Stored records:

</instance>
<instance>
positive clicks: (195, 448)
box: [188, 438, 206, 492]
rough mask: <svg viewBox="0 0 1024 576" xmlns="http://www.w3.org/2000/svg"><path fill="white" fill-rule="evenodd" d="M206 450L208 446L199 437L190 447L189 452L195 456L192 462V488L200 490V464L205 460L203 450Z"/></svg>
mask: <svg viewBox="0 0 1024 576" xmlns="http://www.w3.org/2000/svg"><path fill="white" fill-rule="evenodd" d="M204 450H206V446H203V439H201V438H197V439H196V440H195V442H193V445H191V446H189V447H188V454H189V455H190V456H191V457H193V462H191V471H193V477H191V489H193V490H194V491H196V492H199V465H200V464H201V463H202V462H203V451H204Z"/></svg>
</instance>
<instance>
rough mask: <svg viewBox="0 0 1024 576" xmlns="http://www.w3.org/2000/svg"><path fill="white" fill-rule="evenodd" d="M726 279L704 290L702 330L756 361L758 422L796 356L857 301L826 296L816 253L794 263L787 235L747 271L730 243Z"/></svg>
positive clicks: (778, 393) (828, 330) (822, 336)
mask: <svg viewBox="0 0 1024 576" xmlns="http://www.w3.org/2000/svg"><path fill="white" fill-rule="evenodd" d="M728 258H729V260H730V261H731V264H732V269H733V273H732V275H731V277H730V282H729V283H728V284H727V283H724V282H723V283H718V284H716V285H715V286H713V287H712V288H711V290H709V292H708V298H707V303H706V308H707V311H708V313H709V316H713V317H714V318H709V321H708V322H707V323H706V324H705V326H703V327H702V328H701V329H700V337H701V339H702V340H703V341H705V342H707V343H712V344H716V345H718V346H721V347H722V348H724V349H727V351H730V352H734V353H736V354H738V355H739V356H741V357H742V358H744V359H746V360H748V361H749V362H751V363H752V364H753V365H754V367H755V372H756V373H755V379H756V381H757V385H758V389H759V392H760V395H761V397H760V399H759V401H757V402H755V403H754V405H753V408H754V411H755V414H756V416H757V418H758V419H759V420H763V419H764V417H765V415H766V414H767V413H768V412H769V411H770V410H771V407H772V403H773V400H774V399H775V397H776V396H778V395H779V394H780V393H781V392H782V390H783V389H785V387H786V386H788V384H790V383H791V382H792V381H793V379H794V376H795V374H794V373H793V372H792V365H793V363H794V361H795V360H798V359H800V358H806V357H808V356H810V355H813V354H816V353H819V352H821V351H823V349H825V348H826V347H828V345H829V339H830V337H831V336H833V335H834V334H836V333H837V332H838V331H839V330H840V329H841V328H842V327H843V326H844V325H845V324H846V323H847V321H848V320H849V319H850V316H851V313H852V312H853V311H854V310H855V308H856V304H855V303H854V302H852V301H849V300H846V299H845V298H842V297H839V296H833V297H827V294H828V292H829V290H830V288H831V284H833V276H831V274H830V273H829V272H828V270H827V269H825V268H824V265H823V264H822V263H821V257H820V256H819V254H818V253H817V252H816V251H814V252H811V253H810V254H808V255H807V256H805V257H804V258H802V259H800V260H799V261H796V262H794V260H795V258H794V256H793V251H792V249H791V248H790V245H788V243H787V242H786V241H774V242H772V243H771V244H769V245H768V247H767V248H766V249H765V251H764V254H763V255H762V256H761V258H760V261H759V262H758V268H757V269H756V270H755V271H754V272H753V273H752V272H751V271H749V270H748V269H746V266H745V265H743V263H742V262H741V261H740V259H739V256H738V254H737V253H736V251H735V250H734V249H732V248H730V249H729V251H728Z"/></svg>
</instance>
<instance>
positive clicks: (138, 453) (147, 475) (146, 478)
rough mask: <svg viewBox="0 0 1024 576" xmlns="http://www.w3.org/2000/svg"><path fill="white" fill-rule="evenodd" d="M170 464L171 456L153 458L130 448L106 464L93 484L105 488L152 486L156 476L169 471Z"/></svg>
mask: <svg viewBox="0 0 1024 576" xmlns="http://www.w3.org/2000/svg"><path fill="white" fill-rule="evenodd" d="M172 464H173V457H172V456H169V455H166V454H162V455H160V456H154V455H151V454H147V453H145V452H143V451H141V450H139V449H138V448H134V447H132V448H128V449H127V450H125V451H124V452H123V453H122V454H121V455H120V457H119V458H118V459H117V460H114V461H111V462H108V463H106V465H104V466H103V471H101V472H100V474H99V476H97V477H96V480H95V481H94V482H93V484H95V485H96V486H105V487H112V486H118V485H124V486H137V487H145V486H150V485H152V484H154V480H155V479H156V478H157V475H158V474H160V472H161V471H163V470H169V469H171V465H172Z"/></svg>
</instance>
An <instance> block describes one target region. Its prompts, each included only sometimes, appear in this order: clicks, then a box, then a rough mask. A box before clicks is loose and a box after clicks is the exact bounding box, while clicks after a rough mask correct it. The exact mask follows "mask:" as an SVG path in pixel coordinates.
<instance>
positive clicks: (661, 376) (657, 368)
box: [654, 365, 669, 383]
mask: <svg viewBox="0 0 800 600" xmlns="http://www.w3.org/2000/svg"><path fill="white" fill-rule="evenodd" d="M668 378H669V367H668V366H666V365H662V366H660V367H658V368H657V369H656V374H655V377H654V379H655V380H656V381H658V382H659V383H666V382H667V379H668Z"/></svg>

WHAT YOU SHOULD DO: How many lines of the stored records contain the string "clicks"? Reply with the number only.

ANSWER BELOW: 5